__Explore the material__.
1) Could you restate the part of the Collins business passage that opens with the words containing "In March 2020, Collins" and closes with "and face masks.", replacing "hoodies" with "joggers"?
2) Can you supply the next part of the Collins business passage, picking up after its last sentence?

__Source extract__.
§ §

In November 2017, Collins collaborated with fashion website Boohoo.com to release a clothing range aimed at plus-sized women. The following year, she went on to release a collection of swimwear with the retailer.

In September 2019, Collins released her debut perfume, Diva Pink. The unisex fragrance has a guaiac wood, saffron, rose and sandalwood scent, and is described as a "sensual fragrance with luxury oud and diva day undertones". Collins has also launched two lipsticks, "Candy" and "Diva" as well as her own range of false eyelashes.

In March 2020, Collins announced her collaboration with fashion company InTheStyle, to release a collection of T-shirts, sweaters, hoodies and pyjamas featuring her viral quotes and memes. Following the success of the range, Collins collaborated with the company again in September, debuting her first plus-size collection with the brand which featured dresses, blouses and a selection of loungewear. During the COVID-19 pandemic, Collins released her own range of hand sanitizers and face masks.

In March 2021, Collins teamed up with The London Aesthetics Company to release GemmaCollagen, her own anti-ageing collagen supplement and skincare regime. Collins, who is regularly complimented on her skin, worked alongside the company's director Amrit Bhandal to create an ultimate skincare collection which included a cleanser, a toner, a day cream and a facial mask, as well as an eye serum and an amino acid night repair serum. The company also created a marine collagen supplement that included 90 capsules and was said to positively benefit the skin, hair, joints and muscles. The capsules were included in Grazia magazine's Top 10 "Best Collagen Supplements.

§ §

__Information shown__.
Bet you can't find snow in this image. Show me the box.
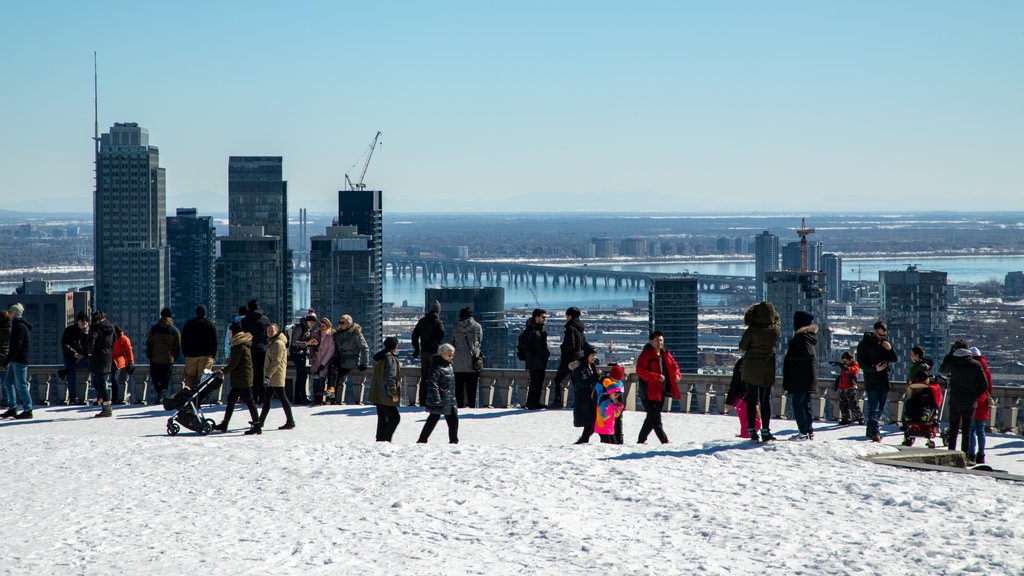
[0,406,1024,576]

§ §

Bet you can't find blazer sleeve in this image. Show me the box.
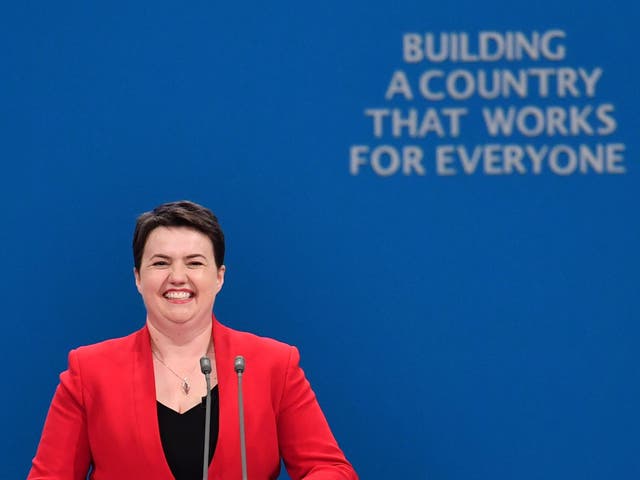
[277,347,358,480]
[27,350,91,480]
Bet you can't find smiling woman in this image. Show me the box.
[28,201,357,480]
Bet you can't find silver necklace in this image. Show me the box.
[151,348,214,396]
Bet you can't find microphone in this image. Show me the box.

§ §

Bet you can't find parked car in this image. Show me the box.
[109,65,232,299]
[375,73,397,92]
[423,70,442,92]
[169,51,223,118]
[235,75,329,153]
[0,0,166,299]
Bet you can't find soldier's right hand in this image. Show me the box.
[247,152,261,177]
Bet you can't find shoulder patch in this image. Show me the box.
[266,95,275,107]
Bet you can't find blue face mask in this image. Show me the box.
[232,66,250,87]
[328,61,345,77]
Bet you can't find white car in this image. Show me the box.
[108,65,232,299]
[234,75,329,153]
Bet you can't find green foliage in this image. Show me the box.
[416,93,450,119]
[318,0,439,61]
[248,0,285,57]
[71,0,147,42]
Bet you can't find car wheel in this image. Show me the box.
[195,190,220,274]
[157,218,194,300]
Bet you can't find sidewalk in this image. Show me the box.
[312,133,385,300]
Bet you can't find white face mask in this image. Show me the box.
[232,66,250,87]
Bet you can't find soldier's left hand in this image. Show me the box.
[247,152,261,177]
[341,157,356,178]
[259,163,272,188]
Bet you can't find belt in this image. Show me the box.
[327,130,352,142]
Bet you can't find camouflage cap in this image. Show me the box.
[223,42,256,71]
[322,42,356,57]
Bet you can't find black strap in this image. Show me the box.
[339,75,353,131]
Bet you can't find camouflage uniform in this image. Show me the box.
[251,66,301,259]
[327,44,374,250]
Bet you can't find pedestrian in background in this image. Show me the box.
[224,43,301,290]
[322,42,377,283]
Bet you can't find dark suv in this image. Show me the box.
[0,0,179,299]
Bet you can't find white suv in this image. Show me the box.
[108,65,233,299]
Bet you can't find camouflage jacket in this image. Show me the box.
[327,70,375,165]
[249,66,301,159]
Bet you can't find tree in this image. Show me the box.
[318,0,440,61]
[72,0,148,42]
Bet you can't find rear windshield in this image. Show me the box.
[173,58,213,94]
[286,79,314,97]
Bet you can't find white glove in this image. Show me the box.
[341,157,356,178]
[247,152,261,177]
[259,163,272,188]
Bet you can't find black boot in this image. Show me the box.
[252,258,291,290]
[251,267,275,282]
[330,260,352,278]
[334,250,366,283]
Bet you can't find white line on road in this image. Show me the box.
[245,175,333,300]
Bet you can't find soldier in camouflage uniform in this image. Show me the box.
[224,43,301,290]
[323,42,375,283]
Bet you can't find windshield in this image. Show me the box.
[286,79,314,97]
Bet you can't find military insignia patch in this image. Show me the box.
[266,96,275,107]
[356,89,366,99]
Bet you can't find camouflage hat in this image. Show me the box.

§ §

__Answer set__.
1)
In March 2020, Collins announced her collaboration with fashion company InTheStyle, to release a collection of T-shirts, sweaters, joggers and pyjamas featuring her viral quotes and memes. Following the success of the range, Collins collaborated with the company again in September, debuting her first plus-size collection with the brand which featured dresses, blouses and a selection of loungewear. During the COVID-19 pandemic, Collins released her own range of hand sanitizers and face masks.

2)
In May 2022, fashion retailer New Look posted a short clip on social media of a blonde woman walking down a corridor, with the caption "Our New Look family just gained a new member! Can you guess who it is?". Two days later, it was revealed to be Collins, who signed a deal worth over £1 million to collaborate with the company on a range of clothing. The exclusive collection designed by Collins herself, included bikinis, tops, dresses and jumpsuits available in sizes 8 to 28 that were inspired by "glamorous locations around the world" and also featured a range of jewellery, shoes and accessories. The collection launched online on 16 May, with Collins hosting a launch party in London that evening. It became available in stores three days later and Collins visited the Liverpool One branch where she held auditions for the public to show off their "modelling moves" in hope of being part of the company's autumn/winter campaign. In June 2022, she collaborated with the hair care brand Aussie to promote their "Deeep Moisture" range. Collins, a consumer of the product herself said that the conditioner had "come to the rescue" after her previous desire to be the "blondest person on the earth" had left her with "dry, damaged locks".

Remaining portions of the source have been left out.